(WORK TO DO): Only the lines from the one containing "the blue diploma" through the end of the entries should be repeated, exactly as they appear, first and last included.

--- start MATERIAL FOR THIS EXERCISE ---

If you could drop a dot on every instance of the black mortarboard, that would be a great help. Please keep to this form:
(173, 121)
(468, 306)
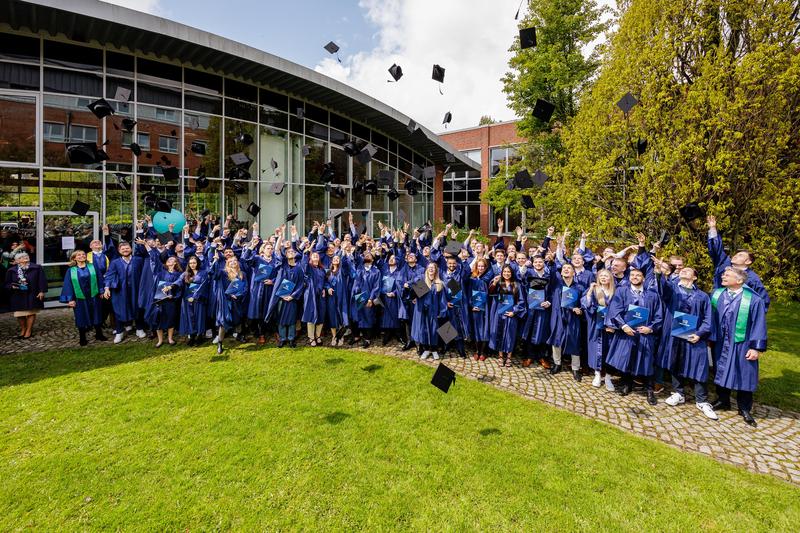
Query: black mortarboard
(371, 187)
(198, 148)
(527, 38)
(522, 179)
(366, 155)
(539, 177)
(164, 205)
(331, 47)
(444, 376)
(543, 110)
(527, 202)
(165, 237)
(101, 108)
(438, 73)
(420, 288)
(452, 248)
(692, 211)
(385, 178)
(396, 71)
(447, 332)
(80, 208)
(627, 102)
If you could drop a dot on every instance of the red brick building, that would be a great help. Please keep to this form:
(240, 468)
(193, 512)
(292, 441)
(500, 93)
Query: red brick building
(459, 199)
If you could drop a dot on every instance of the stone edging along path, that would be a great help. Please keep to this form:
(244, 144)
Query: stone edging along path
(772, 448)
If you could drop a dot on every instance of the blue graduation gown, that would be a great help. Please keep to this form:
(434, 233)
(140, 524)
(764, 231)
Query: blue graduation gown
(733, 370)
(633, 354)
(88, 312)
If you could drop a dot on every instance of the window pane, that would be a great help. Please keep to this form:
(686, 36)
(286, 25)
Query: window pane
(18, 129)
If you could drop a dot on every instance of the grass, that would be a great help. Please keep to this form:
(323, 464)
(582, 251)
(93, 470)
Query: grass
(779, 369)
(131, 438)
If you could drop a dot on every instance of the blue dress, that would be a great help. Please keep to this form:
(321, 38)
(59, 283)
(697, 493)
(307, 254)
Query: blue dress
(88, 312)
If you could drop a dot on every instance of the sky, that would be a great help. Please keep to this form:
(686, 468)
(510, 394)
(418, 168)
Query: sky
(469, 38)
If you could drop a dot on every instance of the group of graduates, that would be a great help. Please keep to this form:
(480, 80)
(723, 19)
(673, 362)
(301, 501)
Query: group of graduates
(620, 313)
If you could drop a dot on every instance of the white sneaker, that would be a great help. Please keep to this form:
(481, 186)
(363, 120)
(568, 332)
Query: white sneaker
(707, 410)
(676, 398)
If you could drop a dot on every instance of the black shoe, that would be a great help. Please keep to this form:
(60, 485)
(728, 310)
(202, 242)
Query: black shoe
(748, 418)
(651, 398)
(721, 406)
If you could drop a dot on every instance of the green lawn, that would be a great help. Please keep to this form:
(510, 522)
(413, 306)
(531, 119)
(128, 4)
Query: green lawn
(779, 370)
(133, 438)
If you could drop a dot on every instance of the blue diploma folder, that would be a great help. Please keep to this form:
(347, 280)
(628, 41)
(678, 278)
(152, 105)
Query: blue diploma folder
(569, 297)
(683, 325)
(637, 316)
(285, 288)
(505, 304)
(478, 299)
(535, 298)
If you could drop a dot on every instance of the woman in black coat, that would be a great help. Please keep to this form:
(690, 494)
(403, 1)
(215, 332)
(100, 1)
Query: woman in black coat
(27, 285)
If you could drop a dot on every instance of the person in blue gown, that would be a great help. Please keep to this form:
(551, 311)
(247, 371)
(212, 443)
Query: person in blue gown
(632, 349)
(504, 319)
(740, 329)
(194, 298)
(81, 291)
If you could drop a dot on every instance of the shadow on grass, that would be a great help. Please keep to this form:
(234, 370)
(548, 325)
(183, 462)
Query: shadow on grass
(336, 417)
(18, 369)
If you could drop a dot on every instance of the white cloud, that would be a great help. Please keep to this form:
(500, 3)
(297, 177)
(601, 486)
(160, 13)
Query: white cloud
(147, 6)
(469, 38)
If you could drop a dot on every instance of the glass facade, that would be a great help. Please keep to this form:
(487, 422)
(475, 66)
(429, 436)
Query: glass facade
(185, 118)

--- end MATERIAL FOR THIS EXERCISE ---

(WRITTEN SOLUTION):
If you could drop a dot on every instance of the blue diploma folder, that would be a great help. Please keep to this form:
(347, 280)
(628, 41)
(678, 278)
(152, 105)
Query: blue diploma folder
(569, 297)
(683, 325)
(637, 316)
(285, 288)
(505, 304)
(478, 299)
(535, 298)
If you could drop a dot on every instance of the woman in black coat, that would be a great help. Please keep to this form:
(690, 494)
(403, 1)
(215, 332)
(100, 1)
Query: woman in black coat
(27, 285)
If you could drop a dot on every instance of the person in blue gown, that would be a great help. Please keep to this form:
(551, 311)
(247, 371)
(212, 443)
Query: person in blue gown
(632, 349)
(504, 319)
(740, 329)
(194, 298)
(81, 291)
If you could drop a dot on every instance of the shadow on grass, that would be a great help. Please keep to this form:
(234, 370)
(548, 325)
(183, 462)
Query: shadow on grass
(336, 417)
(18, 369)
If you could drop a dot on every instance of the white cloud, that would be a great help. Please keep to this form:
(500, 3)
(297, 177)
(601, 486)
(160, 13)
Query: white cloud
(147, 6)
(469, 38)
If you could drop a dot on every instance of the glass facade, that would be a great help. Please keep to this form:
(487, 422)
(475, 66)
(429, 436)
Query: glass facade
(185, 118)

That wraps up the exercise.